- [DOCUMENT SEGMENT]
BEGIN

INMARSAT-C BAM antenna pointing error
INMARSAT-C is mandatory GMDSS equipment for vessels operating outside A1/A2 sea areas. The BAM (Beacon Acquisition Module) antenna is set during commissioning to point at the equatorial satellite cluster; over years of vessel pitching and minor structural settlement, the pointing can drift far enough to drop the link margin below the operational threshold. The surveyor checks the link margin during the annual; a low margin without an obvious cause is the trigger to inspect the antenna mount.
Re-pointing requires the maker's service tool and a controlled satellite lock from a known geographic position. We perform this at any US port where the vessel is alongside long enough for a two-hour bench check; the certificate is issued under the maker's service authorisation.
EPIRB self-test red blink and battery expiry
The EPIRB self-test is a 60-second routine the bridge can run from the EPIRB itself or from a remote indicator. A red blink during self-test points to a battery expiry, a hydrostatic release unit (HRU) expiry, or an internal failure of the beacon. Surveyors check the HRU label date and the battery label date during the annual; either expired is a finding.
EPIRB batteries are typically rated for five years from manufacture, not from installation. Vessels with a long lay-up history sometimes have a battery that was 'installed' in the recent yard period but was already three years old when shipped from the maker. The surveyor reads the date on the cell case, not the date on the install record. We carry replacement batteries with verifiable production dates for the Jotron Tron 60S and McMurdo Smartfind models commonly fitted on US-port-frequenting vessels.
The MMSI mismatch trap after vessel sale
When a vessel is sold and re-flagged, every piece of DSC equipment carries the previous owner's MMSI until somebody re-programs it. We have attended three vessels in 2025 where the EPIRB was registered to the previous owner's MMSI even after a flag change — the surveyor noticed during the cross-check, the EPIRB was withdrawn from service, and the vessel sailed with one fewer beacon for two weeks until the replacement was provisioned.

END

- [EXERCISE 1]
Retype the stretch of the GMDSS text from "EPIRB batteries are" through "on US-port-frequenting vessels.", word for word.
- [EXERCISE 2]
In the GMDSS text, from what point is the typical five-year rating of an EPIRB battery counted?
Answer from the GMDSS text alone.

- [PROVIDED RECORDS]
BEGIN

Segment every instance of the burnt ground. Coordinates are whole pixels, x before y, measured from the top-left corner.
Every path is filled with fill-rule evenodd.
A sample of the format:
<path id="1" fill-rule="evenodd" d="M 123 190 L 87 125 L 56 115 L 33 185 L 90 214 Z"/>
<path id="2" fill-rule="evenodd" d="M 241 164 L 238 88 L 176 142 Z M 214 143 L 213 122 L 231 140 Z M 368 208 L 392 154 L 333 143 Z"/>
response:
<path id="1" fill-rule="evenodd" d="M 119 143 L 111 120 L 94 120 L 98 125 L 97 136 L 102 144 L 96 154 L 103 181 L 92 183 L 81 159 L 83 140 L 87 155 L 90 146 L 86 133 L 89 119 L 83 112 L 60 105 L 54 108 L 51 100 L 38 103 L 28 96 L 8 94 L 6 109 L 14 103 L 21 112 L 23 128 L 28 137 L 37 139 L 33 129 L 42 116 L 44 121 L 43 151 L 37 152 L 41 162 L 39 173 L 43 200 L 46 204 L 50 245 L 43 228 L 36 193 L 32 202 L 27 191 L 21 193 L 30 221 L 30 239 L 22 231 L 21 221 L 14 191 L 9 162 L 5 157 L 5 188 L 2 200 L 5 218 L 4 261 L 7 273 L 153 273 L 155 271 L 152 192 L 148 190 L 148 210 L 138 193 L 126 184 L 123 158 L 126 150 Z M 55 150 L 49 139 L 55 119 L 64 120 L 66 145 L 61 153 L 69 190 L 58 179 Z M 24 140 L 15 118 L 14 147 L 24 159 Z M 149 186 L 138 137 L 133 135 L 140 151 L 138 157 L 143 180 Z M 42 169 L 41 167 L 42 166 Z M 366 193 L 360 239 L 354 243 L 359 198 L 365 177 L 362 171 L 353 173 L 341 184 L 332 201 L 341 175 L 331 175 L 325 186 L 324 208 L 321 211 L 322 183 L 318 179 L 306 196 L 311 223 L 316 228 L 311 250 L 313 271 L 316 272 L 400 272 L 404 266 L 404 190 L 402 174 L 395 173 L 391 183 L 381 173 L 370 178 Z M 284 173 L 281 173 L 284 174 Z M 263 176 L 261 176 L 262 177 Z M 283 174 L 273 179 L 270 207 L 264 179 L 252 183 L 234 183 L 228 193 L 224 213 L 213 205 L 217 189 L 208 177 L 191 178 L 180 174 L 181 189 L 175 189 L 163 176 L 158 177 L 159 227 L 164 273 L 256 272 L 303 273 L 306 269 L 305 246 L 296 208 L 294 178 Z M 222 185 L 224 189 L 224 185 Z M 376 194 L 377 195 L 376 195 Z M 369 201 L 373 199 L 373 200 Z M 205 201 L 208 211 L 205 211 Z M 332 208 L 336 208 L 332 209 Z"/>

END

- [SOLUTION 1]
EPIRB batteries are typically rated for five years from manufacture, not from installation. Vessels with a long lay-up history sometimes have a battery that was 'installed' in the recent yard period but was already three years old when shipped from the maker. The surveyor reads the date on the cell case, not the date on the install record. We carry replacement batteries with verifiable production dates for the Jotron Tron 60S and McMurdo Smartfind models commonly fitted on US-port-frequenting vessels.

- [SOLUTION 2]
From manufacture, not from installation.